Count the lines in the items below that contain the word "instance", matching case exactly, and give only the number.

Stored records
-- Begin --
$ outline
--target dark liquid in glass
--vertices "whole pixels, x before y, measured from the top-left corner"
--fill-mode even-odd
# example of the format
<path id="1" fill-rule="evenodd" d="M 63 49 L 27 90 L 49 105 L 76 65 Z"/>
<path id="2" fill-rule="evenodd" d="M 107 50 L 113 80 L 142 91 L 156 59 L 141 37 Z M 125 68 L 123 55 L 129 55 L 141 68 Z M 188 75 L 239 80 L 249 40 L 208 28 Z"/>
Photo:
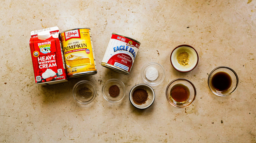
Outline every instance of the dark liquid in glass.
<path id="1" fill-rule="evenodd" d="M 211 84 L 215 89 L 224 91 L 228 89 L 232 84 L 231 77 L 227 73 L 219 72 L 215 74 L 212 78 Z"/>
<path id="2" fill-rule="evenodd" d="M 177 102 L 184 102 L 189 97 L 189 89 L 185 85 L 177 84 L 171 89 L 171 97 Z"/>

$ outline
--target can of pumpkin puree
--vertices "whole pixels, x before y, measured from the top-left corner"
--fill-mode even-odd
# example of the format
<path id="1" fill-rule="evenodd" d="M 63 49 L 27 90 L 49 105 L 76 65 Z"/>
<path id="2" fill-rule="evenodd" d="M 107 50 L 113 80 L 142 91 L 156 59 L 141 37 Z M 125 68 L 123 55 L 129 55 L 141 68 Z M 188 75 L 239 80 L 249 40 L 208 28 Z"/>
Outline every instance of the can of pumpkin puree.
<path id="1" fill-rule="evenodd" d="M 113 33 L 101 65 L 110 70 L 129 75 L 140 43 L 127 36 Z"/>
<path id="2" fill-rule="evenodd" d="M 74 29 L 64 31 L 60 34 L 68 77 L 96 74 L 91 29 Z"/>

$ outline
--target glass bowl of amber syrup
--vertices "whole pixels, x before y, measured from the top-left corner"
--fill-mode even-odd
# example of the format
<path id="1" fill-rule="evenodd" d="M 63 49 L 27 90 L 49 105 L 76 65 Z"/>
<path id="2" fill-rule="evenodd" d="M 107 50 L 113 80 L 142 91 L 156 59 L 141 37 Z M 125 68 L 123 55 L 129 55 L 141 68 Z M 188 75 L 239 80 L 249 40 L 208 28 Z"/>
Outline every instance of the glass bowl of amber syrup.
<path id="1" fill-rule="evenodd" d="M 225 66 L 214 69 L 208 77 L 208 86 L 214 94 L 226 96 L 235 92 L 238 85 L 238 77 L 231 68 Z"/>
<path id="2" fill-rule="evenodd" d="M 189 80 L 183 78 L 175 79 L 167 87 L 165 92 L 167 100 L 179 108 L 188 107 L 196 99 L 196 87 Z"/>

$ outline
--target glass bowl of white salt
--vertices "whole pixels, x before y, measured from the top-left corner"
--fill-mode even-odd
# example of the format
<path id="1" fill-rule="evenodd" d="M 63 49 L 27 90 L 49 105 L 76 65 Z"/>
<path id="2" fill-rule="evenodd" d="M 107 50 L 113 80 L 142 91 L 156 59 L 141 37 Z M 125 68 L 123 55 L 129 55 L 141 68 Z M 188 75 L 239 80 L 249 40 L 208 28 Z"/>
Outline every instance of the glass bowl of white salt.
<path id="1" fill-rule="evenodd" d="M 152 86 L 157 86 L 163 81 L 165 72 L 161 65 L 155 62 L 150 62 L 142 68 L 141 75 L 142 80 L 146 84 Z"/>

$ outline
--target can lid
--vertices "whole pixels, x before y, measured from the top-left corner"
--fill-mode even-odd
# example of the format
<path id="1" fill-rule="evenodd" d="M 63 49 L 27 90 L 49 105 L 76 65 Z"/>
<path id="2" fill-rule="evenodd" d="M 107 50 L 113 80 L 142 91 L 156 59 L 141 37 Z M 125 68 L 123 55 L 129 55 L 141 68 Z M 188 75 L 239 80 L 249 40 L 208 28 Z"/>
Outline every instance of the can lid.
<path id="1" fill-rule="evenodd" d="M 40 40 L 45 40 L 51 37 L 51 34 L 49 31 L 43 31 L 38 33 L 37 37 Z"/>
<path id="2" fill-rule="evenodd" d="M 123 37 L 125 37 L 126 38 L 127 38 L 129 39 L 130 39 L 130 40 L 133 40 L 134 41 L 135 41 L 135 42 L 138 43 L 140 45 L 140 42 L 139 42 L 139 41 L 137 41 L 137 40 L 135 40 L 135 39 L 133 39 L 133 38 L 131 38 L 129 37 L 128 37 L 128 36 L 125 36 L 124 35 L 123 35 L 120 34 L 119 34 L 117 33 L 112 33 L 112 35 L 115 34 L 115 35 L 119 35 L 119 36 L 122 36 Z"/>

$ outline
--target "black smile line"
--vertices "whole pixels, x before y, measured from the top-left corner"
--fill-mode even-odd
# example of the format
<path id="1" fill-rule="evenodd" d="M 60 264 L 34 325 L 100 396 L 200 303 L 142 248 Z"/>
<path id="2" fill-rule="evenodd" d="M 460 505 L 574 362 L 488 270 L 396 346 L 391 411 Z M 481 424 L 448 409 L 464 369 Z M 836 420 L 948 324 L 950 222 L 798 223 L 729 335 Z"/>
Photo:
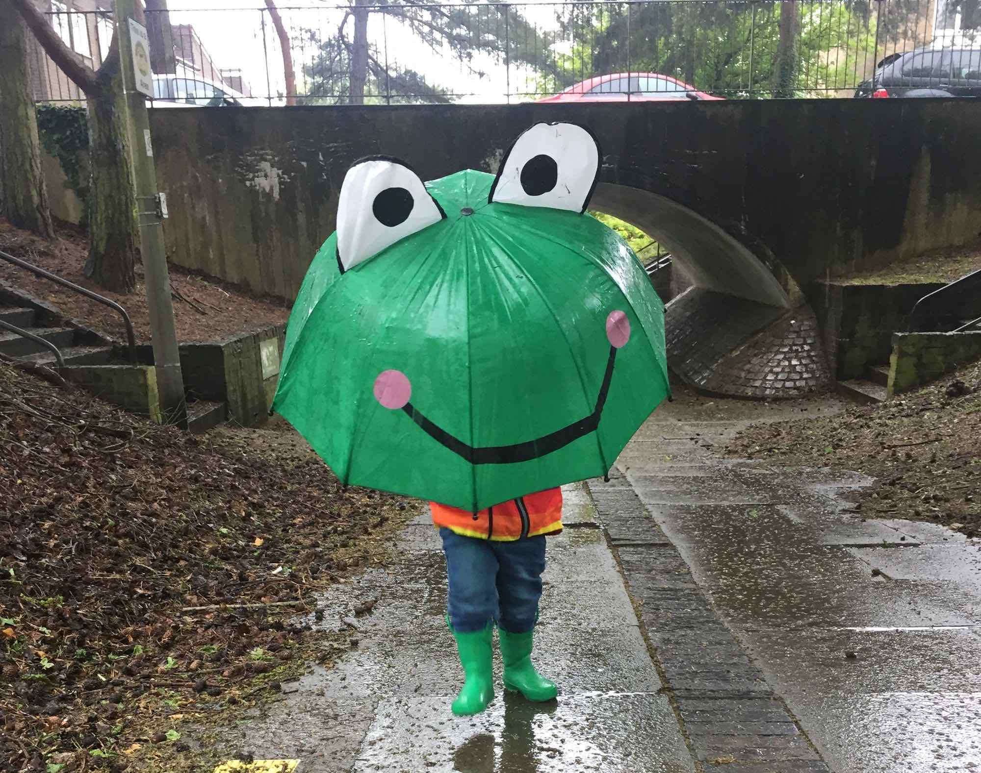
-- End --
FULL SOLUTION: 5